> [Task description] Return every line in the rows below that contains the string "black", matching case exactly.

======== Materials provided ========

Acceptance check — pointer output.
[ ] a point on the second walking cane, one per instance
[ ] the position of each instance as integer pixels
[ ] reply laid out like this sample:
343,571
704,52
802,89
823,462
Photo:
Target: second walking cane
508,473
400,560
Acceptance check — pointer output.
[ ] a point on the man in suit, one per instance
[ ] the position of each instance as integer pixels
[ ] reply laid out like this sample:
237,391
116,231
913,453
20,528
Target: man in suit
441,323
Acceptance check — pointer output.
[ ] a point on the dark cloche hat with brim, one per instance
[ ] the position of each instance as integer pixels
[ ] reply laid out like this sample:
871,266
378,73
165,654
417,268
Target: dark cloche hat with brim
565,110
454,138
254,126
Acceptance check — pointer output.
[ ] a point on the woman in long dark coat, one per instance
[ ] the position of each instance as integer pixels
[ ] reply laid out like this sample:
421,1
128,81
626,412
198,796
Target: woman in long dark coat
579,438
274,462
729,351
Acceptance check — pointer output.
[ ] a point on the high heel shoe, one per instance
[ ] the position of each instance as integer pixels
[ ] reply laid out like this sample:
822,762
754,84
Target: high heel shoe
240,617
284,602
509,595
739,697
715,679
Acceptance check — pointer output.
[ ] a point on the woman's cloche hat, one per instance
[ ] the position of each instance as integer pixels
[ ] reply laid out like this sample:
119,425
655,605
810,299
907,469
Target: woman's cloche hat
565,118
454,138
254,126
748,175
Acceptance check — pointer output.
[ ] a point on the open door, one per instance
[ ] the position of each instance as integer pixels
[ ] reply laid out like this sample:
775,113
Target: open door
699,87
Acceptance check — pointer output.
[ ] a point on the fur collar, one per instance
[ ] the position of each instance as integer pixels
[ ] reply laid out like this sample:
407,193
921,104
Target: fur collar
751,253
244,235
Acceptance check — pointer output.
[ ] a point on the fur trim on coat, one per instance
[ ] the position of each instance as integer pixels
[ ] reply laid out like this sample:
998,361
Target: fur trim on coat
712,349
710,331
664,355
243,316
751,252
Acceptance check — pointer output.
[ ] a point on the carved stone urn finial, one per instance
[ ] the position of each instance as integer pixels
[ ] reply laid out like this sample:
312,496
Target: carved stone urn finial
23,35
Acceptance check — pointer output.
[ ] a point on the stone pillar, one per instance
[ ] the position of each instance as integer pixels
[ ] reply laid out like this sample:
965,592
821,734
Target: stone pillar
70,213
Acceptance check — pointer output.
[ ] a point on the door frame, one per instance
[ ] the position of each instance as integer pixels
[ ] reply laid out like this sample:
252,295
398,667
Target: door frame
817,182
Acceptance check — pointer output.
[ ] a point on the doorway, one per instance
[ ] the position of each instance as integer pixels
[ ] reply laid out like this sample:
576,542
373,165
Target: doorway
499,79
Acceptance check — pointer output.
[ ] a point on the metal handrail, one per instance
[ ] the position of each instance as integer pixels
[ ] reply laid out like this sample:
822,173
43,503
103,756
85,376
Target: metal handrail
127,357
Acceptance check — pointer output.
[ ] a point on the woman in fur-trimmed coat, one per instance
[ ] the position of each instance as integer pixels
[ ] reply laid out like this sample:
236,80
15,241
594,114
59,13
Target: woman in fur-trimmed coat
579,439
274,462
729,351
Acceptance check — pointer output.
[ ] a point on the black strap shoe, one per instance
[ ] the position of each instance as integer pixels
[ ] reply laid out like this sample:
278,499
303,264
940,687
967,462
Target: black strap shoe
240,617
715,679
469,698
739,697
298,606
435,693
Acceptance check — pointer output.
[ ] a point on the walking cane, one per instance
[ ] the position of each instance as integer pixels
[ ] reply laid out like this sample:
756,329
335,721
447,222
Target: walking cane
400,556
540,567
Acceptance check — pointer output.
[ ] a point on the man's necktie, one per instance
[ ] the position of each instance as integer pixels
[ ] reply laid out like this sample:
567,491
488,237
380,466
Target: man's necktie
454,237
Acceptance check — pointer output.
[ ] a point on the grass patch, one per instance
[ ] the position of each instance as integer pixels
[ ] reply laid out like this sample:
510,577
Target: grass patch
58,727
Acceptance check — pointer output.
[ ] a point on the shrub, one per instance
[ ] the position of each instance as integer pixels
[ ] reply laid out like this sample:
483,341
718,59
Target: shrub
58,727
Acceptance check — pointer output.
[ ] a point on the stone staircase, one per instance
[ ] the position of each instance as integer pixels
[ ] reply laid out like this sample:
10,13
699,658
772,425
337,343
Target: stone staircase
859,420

========

> [Worked solution]
[ ] a point on the black strap shoe, one per instance
Target: black strap shoe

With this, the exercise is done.